• **PROVIDED TEXT**
— start —

I don’t yet see why creating a CDT agent avoids catastrophe better than FDT.
I think running an aligned FDT agent would probably be fine. I’m just arguing that it wouldn’t be any better than running a CDT agent (besides for the interim phase before Son-of-CDT has been created). And indeed, I don’t think any new decision theories will perform any better than Son-of-CDT, so it doesn’t seem to me to be a priority for AGI safety. Finally, the fact that no FDT agent has actually been fully defined certainly weighs in favor of just going with a CDT agent.
Ah. I agree that this proposal would not optimize causally inaccessible areas of the multiverse, except by accident. I also think that nothing we do optimizes causally inaccessible areas of the multiverse, and we could probably have a long discussion about that, but putting a pin in that,
Let’s take things one at a time. First, let’s figure out how to not destroy the real world, and then if we manage that, we can start thinking about how to maximize utility in logically possible hypothetical worlds, which we are unable to have any causal influence on.
Regarding the longer discussion, and sorry if this below my usual level of clarity: what do we have at our disposal to make counterfactual worlds with low utility inconsistent? Well, all that we humans have at our disposal is choices about actions. One can play with words, and say that we can choose not just what to do, but also who to be, and choosing who to be (i.e. editing our decision procedure) is supposed by some to have logical consequences, but I think that’s a mistake. 1) Changing who we are is an action like any other. Actions don’t have logical consequences, just causal consequences. 2) We might be changing which algorithm our brain executes, but we are not changing the output of any algorithm itself, the latter possibility being the thing with supposedly far-reaching (logical) consequences on hypothetical worlds outside of causal contact. In general, I’m pretty bearish on the ability of humans to change math.

— end —

• **DATA PROVIDED**

— start —

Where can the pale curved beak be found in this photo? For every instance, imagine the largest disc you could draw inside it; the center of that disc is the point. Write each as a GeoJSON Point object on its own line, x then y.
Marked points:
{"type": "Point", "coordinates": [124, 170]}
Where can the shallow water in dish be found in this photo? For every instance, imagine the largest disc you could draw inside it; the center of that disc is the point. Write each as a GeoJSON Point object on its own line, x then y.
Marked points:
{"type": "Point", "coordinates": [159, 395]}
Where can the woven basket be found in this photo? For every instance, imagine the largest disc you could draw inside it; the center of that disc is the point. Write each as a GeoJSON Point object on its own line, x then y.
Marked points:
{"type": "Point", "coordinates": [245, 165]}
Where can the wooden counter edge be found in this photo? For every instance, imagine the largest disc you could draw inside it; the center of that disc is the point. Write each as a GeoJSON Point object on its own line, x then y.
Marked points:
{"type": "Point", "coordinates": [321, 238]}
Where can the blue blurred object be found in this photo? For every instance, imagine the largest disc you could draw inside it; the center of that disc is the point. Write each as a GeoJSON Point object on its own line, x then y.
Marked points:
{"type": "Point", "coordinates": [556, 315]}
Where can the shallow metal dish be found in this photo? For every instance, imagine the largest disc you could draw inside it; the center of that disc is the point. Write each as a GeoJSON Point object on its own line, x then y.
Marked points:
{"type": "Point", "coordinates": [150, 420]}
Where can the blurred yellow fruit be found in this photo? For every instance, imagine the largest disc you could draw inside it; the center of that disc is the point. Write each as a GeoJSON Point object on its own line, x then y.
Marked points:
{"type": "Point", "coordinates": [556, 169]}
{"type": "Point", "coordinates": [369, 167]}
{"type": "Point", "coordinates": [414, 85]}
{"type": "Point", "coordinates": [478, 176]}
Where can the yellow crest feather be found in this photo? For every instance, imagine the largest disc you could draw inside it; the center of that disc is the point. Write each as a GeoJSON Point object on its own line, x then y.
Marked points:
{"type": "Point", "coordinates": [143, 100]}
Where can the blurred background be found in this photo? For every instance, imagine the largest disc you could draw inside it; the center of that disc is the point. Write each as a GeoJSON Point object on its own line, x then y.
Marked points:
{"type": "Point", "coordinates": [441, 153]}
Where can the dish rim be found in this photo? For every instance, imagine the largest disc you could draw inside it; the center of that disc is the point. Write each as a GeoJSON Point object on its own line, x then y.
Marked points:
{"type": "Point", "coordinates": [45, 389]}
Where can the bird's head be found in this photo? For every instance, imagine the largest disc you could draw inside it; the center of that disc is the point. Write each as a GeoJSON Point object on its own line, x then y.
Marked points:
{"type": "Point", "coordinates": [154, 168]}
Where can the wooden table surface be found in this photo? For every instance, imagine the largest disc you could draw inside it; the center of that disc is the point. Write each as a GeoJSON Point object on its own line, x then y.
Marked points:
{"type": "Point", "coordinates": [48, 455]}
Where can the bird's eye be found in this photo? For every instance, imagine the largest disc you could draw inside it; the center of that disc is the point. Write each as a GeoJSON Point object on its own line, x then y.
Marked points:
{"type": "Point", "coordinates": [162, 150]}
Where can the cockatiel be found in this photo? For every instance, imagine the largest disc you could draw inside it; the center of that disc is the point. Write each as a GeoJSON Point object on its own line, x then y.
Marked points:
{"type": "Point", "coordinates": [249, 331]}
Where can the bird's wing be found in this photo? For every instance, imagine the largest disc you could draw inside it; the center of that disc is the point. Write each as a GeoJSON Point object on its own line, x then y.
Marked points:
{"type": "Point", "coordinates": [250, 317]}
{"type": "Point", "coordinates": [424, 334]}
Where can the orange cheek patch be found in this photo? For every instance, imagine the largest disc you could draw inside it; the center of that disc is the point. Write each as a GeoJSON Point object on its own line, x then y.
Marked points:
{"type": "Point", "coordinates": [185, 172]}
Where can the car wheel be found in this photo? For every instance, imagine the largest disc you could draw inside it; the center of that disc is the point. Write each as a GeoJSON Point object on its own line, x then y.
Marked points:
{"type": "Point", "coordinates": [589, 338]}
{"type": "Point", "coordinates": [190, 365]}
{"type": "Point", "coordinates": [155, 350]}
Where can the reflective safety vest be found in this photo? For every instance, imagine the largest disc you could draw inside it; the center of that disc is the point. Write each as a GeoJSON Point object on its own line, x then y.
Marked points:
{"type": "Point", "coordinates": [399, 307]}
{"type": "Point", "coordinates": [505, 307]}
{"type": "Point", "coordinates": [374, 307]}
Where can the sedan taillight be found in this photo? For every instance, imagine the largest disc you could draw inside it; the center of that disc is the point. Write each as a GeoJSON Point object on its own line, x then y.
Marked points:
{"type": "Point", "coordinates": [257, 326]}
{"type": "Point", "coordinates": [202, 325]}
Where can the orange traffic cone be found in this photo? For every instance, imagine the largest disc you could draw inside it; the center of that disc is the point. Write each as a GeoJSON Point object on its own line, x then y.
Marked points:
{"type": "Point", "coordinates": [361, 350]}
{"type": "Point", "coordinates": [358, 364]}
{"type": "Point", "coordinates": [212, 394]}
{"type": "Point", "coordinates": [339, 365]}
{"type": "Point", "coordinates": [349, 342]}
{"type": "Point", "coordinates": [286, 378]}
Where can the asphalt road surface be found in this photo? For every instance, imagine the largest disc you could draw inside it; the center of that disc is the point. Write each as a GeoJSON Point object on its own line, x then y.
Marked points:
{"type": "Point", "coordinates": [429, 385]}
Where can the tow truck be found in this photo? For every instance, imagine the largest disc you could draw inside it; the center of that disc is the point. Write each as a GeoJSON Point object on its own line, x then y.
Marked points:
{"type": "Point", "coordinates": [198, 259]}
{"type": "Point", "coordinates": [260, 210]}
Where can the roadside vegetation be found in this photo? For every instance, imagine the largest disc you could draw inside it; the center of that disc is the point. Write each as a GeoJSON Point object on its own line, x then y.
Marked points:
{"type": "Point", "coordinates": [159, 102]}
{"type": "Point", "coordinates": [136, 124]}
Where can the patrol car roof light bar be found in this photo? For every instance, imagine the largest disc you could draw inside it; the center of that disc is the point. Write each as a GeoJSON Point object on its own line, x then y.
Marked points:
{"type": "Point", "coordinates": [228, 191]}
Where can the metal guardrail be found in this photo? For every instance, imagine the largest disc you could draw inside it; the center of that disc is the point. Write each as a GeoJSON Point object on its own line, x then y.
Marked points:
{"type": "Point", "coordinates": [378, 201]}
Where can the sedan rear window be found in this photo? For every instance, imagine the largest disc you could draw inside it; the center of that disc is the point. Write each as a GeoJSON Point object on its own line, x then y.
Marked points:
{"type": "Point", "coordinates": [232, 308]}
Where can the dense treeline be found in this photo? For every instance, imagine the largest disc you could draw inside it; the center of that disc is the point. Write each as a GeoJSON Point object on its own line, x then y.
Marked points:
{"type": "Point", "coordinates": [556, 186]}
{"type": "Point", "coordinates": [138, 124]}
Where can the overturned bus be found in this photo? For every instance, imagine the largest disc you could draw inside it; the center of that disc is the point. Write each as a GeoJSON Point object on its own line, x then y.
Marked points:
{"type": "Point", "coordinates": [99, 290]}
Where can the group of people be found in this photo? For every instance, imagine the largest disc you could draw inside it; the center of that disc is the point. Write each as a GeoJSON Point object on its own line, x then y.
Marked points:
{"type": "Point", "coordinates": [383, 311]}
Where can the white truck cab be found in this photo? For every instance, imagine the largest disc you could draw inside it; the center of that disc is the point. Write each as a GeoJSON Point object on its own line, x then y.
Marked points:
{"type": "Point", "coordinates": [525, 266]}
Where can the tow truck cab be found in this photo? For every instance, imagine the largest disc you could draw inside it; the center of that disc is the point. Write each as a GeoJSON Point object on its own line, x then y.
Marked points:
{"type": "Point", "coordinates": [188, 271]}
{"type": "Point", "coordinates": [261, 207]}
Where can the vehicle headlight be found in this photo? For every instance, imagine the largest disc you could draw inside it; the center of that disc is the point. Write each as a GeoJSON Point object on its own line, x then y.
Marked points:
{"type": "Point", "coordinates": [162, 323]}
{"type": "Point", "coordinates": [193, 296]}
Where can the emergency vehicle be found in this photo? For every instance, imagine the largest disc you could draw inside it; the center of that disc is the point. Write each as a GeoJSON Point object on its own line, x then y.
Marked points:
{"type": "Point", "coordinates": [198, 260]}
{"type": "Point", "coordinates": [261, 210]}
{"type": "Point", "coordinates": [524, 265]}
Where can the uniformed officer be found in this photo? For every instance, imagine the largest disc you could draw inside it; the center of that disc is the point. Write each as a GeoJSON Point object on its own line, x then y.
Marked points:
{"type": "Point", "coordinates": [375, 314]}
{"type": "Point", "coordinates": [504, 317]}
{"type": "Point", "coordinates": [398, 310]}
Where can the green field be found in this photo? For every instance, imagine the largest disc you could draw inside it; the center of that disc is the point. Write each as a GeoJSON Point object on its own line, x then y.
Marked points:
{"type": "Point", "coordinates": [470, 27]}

— end —

• **EXERCISE PROMPT**
Reproduce the decision theory discussion above from "I don’t yet" to "a CDT agent.", word for word.

• **CORRECT ANSWER**
I don’t yet see why creating a CDT agent avoids catastrophe better than FDT.
I think running an aligned FDT agent would probably be fine. I’m just arguing that it wouldn’t be any better than running a CDT agent (besides for the interim phase before Son-of-CDT has been created). And indeed, I don’t think any new decision theories will perform any better than Son-of-CDT, so it doesn’t seem to me to be a priority for AGI safety. Finally, the fact that no FDT agent has actually been fully defined certainly weighs in favor of just going with a CDT agent.